**Input data**
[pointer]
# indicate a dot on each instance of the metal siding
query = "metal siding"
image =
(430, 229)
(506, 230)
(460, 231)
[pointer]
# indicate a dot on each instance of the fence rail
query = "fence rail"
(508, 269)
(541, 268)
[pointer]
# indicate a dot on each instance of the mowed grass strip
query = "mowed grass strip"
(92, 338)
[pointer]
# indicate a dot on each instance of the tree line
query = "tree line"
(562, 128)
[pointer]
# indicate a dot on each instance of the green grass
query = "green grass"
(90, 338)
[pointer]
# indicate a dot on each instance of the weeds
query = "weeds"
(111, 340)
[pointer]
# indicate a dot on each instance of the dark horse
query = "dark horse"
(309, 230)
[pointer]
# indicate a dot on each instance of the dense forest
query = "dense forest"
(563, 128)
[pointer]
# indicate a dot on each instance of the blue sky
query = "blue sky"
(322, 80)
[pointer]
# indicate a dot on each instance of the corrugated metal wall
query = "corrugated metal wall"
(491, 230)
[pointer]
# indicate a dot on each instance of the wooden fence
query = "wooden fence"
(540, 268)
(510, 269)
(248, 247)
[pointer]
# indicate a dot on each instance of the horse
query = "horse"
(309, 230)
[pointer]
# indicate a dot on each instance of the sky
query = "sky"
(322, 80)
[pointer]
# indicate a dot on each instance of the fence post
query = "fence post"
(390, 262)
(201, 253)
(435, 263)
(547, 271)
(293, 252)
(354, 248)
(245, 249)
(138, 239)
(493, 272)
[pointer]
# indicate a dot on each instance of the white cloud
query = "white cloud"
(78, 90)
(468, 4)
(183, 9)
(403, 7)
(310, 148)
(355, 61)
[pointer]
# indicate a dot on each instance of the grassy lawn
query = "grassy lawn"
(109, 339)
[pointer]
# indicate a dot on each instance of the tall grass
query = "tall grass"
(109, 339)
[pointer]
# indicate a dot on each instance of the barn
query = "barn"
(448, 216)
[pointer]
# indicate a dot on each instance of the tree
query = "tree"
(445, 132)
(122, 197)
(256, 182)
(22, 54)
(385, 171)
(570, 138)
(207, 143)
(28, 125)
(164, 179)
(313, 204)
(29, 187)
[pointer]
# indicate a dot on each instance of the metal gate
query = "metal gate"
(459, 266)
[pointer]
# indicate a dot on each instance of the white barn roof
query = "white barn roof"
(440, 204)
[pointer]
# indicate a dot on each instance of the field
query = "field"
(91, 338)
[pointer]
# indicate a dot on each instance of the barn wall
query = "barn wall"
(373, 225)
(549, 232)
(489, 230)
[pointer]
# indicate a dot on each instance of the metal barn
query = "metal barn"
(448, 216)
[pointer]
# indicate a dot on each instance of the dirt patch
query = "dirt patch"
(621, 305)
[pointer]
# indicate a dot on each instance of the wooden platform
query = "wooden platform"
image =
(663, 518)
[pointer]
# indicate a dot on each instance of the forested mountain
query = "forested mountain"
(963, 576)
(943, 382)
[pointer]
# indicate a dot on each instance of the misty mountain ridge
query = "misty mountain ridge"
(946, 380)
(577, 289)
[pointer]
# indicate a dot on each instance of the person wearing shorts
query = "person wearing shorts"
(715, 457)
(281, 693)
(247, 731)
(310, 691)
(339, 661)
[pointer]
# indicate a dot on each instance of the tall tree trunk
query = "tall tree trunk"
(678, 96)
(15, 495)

**Task to complete**
Output all preceding records character for character.

**Task result**
[pointer]
# indicate a dot on each instance of the metal siding
query = "metal siding"
image =
(430, 229)
(506, 230)
(460, 231)
[pointer]
# indicate a dot on each instance of the fence rail
query = "fence rail"
(508, 269)
(541, 268)
[pointer]
# indicate a dot on each instance of the mowed grass strip
query = "mowed grass strip"
(92, 338)
[pointer]
# indicate a dot on each instance of the tree line
query = "tree line"
(562, 128)
[pointer]
# indicate a dot on each instance of the green grass
query = "green grass"
(90, 338)
[pointer]
# indicate a dot on each instance of the weeds
query = "weeds"
(111, 340)
[pointer]
# indicate a dot on each instance of the dark horse
query = "dark horse"
(309, 230)
[pointer]
# indicate a dot on each instance of the dense forest
query = "dense forest"
(563, 128)
[pointer]
# indicate a dot on each instance of the blue sky
query = "blue sky"
(322, 80)
[pointer]
# indicate a dot on each instance of the corrugated metal wall
query = "corrugated metal wall"
(491, 230)
[pointer]
# indicate a dot on each instance of the wooden fence
query = "wooden fence"
(540, 268)
(510, 269)
(248, 247)
[pointer]
# indicate a dot on each instance of the horse
query = "horse"
(309, 230)
[pointer]
# indicate a dot on each instance of the sky
query = "sky"
(322, 80)
[pointer]
# indicate a dot on each instance of the fence post
query = "fence post"
(390, 262)
(201, 253)
(435, 263)
(547, 271)
(293, 252)
(354, 248)
(245, 249)
(138, 239)
(493, 272)
[pointer]
# indicate a dot on each instance of the white cloud
query = "white cloud"
(78, 90)
(468, 4)
(183, 9)
(403, 7)
(310, 148)
(355, 61)
[pointer]
# indicate a dot on each instance of the grassy lawn
query = "grassy lawn"
(109, 339)
[pointer]
# indicate a dot on each instance of the tall grass
query = "tall grass"
(109, 339)
[pointer]
# indicate a dot on each instance of the barn
query = "barn"
(448, 216)
[pointer]
# indicate a dot on each instance of the tree
query = "tree"
(445, 132)
(122, 197)
(256, 182)
(22, 54)
(385, 171)
(570, 138)
(207, 143)
(28, 125)
(164, 179)
(313, 204)
(29, 187)
[pointer]
# indicate a dot on each instance of the metal gate
query = "metal gate"
(459, 266)
[pointer]
# indicate a dot on each instance of the white barn roof
query = "white barn roof"
(440, 204)
[pointer]
# indicate a dot on each instance of the field
query = "field"
(91, 338)
[pointer]
# indicate a dot on each instance of the barn wall
query = "barn wall"
(373, 225)
(549, 232)
(489, 230)
[pointer]
# indicate a dot on each instance of the metal barn
query = "metal barn"
(448, 216)
[pointer]
# indicate a dot on each instance of the dirt patch
query = "dirt patch"
(621, 305)
[pointer]
# indicate a dot on each instance of the wooden platform
query = "wooden platform"
image =
(663, 518)
[pointer]
# indicate a dot on each instance of the forested mountain
query = "forested mountain"
(963, 576)
(943, 382)
[pointer]
# indicate a dot on each instance of the misty mountain ridge
query = "misty mountain ridge"
(946, 380)
(577, 289)
[pointer]
# indicate a dot on each instance of the person wearing shorts
query = "person wearing shorts"
(715, 457)
(281, 693)
(247, 731)
(310, 691)
(339, 661)
[pointer]
# indicate a dot on each instance of the tall tree trunk
query = "tall tree trunk"
(678, 96)
(15, 495)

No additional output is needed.